Ziel >> Wähle jede Zeile aus, die das Wort „hair“ enthält, und gib sie wieder. Achte dabei auf Groß- und Kleinschreibung.

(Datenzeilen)

_____

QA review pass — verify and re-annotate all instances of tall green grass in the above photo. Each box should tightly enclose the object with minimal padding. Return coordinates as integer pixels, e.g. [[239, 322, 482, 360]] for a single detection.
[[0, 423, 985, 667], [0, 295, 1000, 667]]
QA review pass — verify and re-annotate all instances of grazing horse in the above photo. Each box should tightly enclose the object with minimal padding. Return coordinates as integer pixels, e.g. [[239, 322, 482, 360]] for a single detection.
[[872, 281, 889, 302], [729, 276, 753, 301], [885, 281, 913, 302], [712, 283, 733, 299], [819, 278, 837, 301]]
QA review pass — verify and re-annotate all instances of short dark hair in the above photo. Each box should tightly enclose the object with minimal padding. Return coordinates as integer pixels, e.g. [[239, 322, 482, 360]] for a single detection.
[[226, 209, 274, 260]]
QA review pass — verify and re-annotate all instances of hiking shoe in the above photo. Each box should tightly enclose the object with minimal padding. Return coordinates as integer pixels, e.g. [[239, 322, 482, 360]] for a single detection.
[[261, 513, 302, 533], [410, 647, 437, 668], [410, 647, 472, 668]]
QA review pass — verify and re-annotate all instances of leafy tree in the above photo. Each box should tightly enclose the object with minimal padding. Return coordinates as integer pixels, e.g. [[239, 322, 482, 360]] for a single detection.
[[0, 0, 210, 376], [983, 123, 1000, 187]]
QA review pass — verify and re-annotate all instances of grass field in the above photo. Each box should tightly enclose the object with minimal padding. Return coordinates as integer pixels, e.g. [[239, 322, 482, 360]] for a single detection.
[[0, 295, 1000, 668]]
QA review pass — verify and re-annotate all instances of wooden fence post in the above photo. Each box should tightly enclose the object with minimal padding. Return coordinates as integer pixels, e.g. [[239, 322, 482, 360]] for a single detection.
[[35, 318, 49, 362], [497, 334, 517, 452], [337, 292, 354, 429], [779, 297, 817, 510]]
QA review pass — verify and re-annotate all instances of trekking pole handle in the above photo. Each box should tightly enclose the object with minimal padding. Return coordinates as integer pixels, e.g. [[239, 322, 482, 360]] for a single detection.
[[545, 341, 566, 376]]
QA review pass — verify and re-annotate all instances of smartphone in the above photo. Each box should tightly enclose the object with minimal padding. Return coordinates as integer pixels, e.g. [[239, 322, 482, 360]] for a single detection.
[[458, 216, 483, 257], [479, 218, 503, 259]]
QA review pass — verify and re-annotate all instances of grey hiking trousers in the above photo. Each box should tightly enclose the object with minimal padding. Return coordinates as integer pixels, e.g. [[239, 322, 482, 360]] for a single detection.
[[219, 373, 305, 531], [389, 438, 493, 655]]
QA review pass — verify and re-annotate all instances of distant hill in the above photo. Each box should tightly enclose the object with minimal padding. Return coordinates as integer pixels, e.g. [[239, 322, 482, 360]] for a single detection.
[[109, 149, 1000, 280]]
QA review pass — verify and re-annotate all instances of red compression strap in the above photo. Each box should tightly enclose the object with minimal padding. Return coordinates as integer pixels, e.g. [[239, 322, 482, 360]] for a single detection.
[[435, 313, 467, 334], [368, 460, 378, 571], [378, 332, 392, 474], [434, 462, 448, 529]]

_____

Antwort >>
QA review pass — verify and re-annotate all instances of short dark hair in the above photo. Each box should tightly enclose the object with minimal padding. Return coordinates as integer pixels, e.g. [[239, 322, 482, 360]] for a single detection.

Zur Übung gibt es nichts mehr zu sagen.